Netflix’ten Haberler
573 yorum hemreeroglu 01 Haziran 2014 10:11
Belli bir ücret karşılığında yabancı dizileri izleme imkanı sunan Netflix, son yıllarda orijinal diziler de yayınlamaya başladı. Yayınladığı orijinal dizilerin bir sezonunun tamamını aynı gün yayınlayarak izleyicilerini memnun eden internet kanalı, yakın zamanda durulacak gibi durmuyor. Orijinal dizi sayısını ve çeşitliliğini arttırmaya ant içmiş gibi duran Netflix’ten son zamanlarda edindiğimiz bilgileri bir araya toplayıp size sunmak istedim.
Yeni Dizi Planı: Wet Hot American Summer Filminin Uzantı DizisiFirewood Kampı’na geri dönmek isteyen var mı? Netflix, 2001 yapımı kült-klasik komedi filmi Wet Hot American Summer için orijinal yaratıcılar David Wain ve Michael Showalter’ı da dahil ederek orijinal bir dizi yayınlamayı planlıyor.
Dizinin, karakterlerin kamp öncesi yaşantılarını ele alması ve lisede geçmesi bekleniyor. Plan, filmde oynayan oyuncuların sahnelerini birkaç günlük bir sürede çekip sezon içerisine dağıtmak. Yani herkes her bölümde görünmeyecek. 2001 yapımı filmin orijinal oyuncularının dizide de rol alması bekleniyor.
Showalter’a ek olarak filmde Amy Poehler, Bradley Cooper, Paul Rudd, Christopher Meloni, Elizabeth Banks, David Hyde Pierce ve Michael Ian Black gibi büyük isimler de oynamıştı.
Yeni Dizi Planı: The Crown
Netflix’in, Oscar adaylığı bulunan Peter Morgan ve Stephen Daldry’den gelecek ve The Audience adlı oyundan ilham alacak olan bir kraliyet dramasıyla ilgili olarak Sony Pictures Television ile anlaşma yapmak üzere olduğu söyleniyor.
2013’te perde açmış oyun, Morgan ve Daldry tarafından yazılmıştı ve Kraliçe II. Elizabeth’i Helen Mirren canlandırmıştı. Helen Mirren 2006 yapımı The Queen adlı filmde yine aynı rolü oynayarak Oscar ödülü almıştı.

▶ _Yazılı görev 1_
"boat" dizesini içeren bütün satırları bulun ve her birini değiştirmeden kopyalayın.
Alıntı ile satırlar birbirinden farklı kaynaklardan alınmıştır.

Bir koleksiyondan saklanan satırlar:
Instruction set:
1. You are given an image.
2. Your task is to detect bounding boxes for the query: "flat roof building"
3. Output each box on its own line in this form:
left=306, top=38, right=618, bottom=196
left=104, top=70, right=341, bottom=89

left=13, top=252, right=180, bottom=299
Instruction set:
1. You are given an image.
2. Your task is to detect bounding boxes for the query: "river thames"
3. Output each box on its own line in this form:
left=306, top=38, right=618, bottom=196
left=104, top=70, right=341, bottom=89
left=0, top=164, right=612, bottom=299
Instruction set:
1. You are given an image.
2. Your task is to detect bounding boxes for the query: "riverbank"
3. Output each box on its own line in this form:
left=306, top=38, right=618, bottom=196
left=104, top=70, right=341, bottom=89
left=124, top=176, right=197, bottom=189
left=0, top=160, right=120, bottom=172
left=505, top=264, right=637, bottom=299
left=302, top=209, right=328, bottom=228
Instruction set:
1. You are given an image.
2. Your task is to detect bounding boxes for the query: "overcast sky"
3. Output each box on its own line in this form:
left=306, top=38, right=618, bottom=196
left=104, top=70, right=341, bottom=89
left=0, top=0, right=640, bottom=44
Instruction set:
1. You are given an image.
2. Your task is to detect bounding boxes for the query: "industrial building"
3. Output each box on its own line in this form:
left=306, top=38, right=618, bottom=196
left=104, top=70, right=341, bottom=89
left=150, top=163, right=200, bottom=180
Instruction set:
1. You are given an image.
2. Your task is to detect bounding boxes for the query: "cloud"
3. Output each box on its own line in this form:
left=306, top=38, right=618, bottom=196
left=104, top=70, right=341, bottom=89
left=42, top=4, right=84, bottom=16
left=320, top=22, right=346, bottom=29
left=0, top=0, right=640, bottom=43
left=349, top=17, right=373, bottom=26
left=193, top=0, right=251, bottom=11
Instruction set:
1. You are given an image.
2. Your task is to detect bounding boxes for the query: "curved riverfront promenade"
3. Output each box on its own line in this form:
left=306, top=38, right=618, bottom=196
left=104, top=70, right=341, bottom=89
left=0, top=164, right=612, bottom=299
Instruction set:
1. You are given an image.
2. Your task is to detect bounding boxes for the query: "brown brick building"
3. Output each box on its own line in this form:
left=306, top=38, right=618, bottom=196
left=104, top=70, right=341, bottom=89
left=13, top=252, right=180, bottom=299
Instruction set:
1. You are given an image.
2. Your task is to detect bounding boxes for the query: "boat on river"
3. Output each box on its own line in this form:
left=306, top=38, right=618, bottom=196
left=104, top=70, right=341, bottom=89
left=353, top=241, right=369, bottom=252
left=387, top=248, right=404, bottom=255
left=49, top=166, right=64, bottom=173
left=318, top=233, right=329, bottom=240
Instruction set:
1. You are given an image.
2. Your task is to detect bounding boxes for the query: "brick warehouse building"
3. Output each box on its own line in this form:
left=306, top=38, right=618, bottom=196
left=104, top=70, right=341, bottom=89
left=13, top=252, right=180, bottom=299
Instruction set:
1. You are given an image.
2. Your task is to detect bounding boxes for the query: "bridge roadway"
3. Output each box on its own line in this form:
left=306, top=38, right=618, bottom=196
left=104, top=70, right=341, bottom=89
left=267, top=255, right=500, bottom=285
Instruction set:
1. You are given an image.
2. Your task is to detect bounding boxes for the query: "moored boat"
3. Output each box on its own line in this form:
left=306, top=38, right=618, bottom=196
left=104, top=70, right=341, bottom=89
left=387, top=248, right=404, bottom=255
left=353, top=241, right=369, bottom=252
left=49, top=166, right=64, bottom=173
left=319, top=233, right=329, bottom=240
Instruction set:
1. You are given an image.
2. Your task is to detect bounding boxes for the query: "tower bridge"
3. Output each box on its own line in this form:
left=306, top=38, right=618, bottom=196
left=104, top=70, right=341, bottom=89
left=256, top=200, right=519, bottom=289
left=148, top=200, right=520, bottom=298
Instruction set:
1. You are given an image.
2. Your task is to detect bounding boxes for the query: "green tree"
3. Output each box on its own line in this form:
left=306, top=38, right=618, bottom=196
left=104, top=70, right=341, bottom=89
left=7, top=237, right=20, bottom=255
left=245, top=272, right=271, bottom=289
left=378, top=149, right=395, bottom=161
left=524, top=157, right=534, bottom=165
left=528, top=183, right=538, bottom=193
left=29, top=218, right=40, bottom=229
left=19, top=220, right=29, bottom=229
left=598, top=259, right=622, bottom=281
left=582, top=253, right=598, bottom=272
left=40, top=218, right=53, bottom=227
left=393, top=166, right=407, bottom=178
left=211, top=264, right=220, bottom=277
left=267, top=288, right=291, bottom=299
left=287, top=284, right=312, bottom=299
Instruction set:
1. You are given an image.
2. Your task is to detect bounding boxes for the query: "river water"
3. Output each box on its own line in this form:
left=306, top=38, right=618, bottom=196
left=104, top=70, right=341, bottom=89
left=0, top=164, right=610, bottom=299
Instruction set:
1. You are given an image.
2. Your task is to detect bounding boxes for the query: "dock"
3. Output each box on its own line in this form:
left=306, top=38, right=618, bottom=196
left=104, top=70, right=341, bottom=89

▶ _Yazılı görev 2_
Netflix haberleri alıntısına göre aşağıdaki ifadelerin her biri için evet ya da hayır deyin ve kararı belirleyen sözleri alıntıdan aynen aktarın. (a) Netflix, orijinal dizilerinin bir sezonunun tamamını aynı gün yayınlıyor. (b) Wet Hot American Summer dizisinde her oyuncu her bölümde görünecek. (c) The Audience oyununda Kraliçe II. Elizabeth'i Helen Mirren canlandırmıştı.

▶ _Sorunun çözümü 1_
2. Your task is to detect bounding boxes for the query: "boat on river"
2. Your task is to detect bounding boxes for the query: "moored boat"

▶ _Sorunun çözümü 2_
(a) Evet: "Yayınladığı orijinal dizilerin bir sezonunun tamamını aynı gün yayınlayarak"
(b) Hayır: "Yani herkes her bölümde görünmeyecek."
(c) Evet: "Kraliçe II. Elizabeth’i Helen Mirren canlandırmıştı"